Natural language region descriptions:
────
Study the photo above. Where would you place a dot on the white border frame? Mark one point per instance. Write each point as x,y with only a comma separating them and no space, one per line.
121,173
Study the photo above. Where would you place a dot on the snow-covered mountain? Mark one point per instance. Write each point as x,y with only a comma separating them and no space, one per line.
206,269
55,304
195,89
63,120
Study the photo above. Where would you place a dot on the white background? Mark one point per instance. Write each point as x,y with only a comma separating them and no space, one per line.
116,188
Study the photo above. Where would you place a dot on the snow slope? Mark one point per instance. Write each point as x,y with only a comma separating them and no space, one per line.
────
Your instructions: Nothing but the lines from the one containing "the white background?" to the end of the records above should appear, each copied exactly.

Result:
Study the photo above. Where would you place a dot on the white background? Mark one point per instance. Write each point as x,y with only a comma separating them and no space, one per line.
116,188
Study the photo above. Where would you place a dot on the snow slope? Mark one point per instance. Write each point as x,y with only a comma separating them and no space, one per line.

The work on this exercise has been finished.